_Статья_

С разницей в три месяца Парижская опера и фестиваль в Экс-ан-Провансе показали две оригинальные постановки русского оперного режиссера Дмитрия Чернякова.
Если на сцене «Опера Бастий» он выступил в более привычном для себя амплуа первооткрывателя русских оперных шедевров, поставив «Снегурочку» Римского-Корсакова, то на знаменитом фестивале в Провансе была показана новая, необычная и трогательная, постановка «Кармен» Бизе.
Если бы нечто подобное было сделано с любой из русских опер в России, то у нас бы уже кричали «надругательство!», трясли иконами и призывали священников дать оценку творчества режиссера.
Но французы пришли в неистовый восторг от нового взгляда на их оперную классику, все билеты были распроданы, невероятный успех сопутствовал всем представлениям до самого конца фестиваля.
Впрочем, и «Снегурочку» парижане принимали очень тепло. Убедившись в этом лично, а не по трансляции (сейчас критики не гнушаются писать после просмотра спектакля по телевидению), я вновь задумался о том, почему Дмитрия Чернякова фактически выдавили из нашего театрального поля и почему он так популярен на Западе, где, и это уже очевидно, невозможно продержаться так долго только на гребне моды или популярности у критиков.
Недавний скандал с отменой балета «Нуреев» доказал, что государство и власть сегодня в России не хотят видеть на главных сценах страны именно тех художников, которые создают «новые смыслы» в быстро меняющемся обществе.
Большой театр отменил премьеру балета Кирилла Серебренникова “Нуреев”
Таких художников у нас и так мало: Черняков, Серебренников, Богомолов… Боюсь, что список на этом заканчивается. И, как мы видим, двум из них уже отказано в возможности творить эти новые смыслы на государевых сценах.
Поскольку о драматических режиссерах много и плодотворно рассуждают театральные критики, мне кажется важным понять, в чем феномен Дмитрия Чернякова, который с момента постановки своего первого спектакля в 1998 году в Новосибирске совершил, наверное, самый головокружительный подъем на мировой театральный Олимп.
Вадим Журавлев. “Герой нашего времени. Дмитрий Черняков и другие оперные режиссеры”

_Записи с координатной разметкой_
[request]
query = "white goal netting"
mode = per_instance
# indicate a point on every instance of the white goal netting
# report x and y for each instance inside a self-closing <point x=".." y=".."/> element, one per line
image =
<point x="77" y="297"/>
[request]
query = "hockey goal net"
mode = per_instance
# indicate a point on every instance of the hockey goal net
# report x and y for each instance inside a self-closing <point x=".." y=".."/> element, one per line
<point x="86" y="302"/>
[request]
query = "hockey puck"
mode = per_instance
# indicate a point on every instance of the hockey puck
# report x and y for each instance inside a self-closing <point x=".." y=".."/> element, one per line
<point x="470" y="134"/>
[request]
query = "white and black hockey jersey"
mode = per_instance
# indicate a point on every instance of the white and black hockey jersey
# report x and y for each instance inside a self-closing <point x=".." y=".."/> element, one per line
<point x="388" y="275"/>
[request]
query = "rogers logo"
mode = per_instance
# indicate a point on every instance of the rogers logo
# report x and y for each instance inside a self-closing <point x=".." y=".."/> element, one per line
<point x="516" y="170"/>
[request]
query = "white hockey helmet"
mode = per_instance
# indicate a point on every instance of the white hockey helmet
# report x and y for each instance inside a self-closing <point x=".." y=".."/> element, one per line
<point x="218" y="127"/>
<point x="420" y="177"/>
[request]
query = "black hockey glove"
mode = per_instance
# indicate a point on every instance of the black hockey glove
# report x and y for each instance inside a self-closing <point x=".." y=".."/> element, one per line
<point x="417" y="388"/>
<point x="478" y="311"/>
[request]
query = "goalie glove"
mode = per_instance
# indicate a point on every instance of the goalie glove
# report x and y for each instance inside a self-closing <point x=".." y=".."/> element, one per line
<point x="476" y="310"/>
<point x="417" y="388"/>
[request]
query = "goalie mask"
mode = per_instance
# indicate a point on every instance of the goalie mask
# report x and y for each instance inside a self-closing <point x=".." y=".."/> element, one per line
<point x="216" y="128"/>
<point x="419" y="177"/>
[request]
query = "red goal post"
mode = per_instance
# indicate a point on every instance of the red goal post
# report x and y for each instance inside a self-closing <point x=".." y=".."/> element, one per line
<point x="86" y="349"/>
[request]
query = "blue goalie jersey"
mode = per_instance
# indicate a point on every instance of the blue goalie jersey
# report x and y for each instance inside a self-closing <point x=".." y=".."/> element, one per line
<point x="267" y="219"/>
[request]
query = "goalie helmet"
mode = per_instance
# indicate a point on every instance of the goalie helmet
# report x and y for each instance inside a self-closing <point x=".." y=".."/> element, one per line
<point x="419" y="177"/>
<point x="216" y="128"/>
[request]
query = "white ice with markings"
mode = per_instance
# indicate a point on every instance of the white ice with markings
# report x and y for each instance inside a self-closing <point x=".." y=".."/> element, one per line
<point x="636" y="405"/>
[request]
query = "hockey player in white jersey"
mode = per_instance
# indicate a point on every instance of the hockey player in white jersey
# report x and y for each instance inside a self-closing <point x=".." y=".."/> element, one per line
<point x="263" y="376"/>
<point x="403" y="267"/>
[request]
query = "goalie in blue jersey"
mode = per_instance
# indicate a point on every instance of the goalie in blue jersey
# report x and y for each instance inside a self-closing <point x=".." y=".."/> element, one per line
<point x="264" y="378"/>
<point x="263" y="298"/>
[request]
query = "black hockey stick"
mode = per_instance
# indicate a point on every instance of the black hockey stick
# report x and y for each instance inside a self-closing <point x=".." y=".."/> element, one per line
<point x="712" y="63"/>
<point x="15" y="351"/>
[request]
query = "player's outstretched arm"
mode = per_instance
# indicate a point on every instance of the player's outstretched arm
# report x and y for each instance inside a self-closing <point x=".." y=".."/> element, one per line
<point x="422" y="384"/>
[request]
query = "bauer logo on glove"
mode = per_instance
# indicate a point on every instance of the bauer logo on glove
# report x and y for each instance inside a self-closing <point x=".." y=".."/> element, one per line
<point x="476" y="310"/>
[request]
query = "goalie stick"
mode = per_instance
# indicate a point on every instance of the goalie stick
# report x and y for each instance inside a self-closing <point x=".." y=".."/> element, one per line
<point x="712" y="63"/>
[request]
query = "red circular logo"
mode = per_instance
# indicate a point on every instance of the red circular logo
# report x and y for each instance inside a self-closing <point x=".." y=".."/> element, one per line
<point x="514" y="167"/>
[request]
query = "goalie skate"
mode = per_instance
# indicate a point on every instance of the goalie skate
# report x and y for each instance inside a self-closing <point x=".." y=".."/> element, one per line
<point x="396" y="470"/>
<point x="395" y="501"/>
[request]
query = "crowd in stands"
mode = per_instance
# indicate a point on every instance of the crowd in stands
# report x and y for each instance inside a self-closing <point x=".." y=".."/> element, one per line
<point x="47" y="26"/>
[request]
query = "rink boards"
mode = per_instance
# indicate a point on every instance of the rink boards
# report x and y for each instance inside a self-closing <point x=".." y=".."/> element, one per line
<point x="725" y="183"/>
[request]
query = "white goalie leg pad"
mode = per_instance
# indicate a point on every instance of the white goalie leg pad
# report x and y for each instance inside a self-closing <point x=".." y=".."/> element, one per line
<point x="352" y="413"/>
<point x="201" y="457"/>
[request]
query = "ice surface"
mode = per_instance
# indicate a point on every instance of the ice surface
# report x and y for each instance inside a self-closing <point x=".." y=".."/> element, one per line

_Задания_
A: Какую оперу Черняков поставил на сцене «Опера Бастий», согласно статье?
B: Воспроизведите из статьи без изменений весь отрывок, от слов «Большой театр отменил» и вниз до слов «на государевых сценах.».

_Ответы к заданиям_
A: «Снегурочку» Римского-Корсакова.

B:
Большой театр отменил премьеру балета Кирилла Серебренникова “Нуреев”
Таких художников у нас и так мало: Черняков, Серебренников, Богомолов… Боюсь, что список на этом заканчивается. И, как мы видим, двум из них уже отказано в возможности творить эти новые смыслы на государевых сценах.